[What is needed] List every line of the data below that contains the string "chest". Case matters.

[Records shown]
—————

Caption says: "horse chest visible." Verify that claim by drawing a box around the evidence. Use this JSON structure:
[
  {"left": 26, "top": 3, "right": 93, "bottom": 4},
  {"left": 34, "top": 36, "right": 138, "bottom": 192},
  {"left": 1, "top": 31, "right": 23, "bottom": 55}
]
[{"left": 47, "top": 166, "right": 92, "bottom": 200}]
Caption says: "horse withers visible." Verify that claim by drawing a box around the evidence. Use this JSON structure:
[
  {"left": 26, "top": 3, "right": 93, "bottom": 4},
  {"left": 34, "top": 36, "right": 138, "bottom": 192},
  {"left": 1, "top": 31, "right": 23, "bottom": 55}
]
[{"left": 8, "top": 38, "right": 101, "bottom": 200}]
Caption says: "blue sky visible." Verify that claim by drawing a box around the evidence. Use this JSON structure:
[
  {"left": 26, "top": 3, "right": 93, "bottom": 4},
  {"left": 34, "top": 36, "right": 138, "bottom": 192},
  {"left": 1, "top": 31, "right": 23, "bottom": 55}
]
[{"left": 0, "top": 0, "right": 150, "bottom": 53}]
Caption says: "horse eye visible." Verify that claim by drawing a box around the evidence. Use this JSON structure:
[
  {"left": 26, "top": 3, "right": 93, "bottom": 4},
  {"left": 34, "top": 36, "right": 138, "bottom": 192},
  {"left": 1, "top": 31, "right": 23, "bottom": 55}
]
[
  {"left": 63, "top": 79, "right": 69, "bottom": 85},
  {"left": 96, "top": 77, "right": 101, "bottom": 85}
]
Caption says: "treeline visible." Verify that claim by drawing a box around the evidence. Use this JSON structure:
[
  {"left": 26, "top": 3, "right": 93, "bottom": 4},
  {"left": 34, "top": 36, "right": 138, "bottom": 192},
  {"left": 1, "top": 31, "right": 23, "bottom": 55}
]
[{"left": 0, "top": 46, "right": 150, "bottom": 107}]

—————

[Result]
Caption says: "horse chest visible." Verify that claim by drawing a box around the evidence. Use this JSON structure:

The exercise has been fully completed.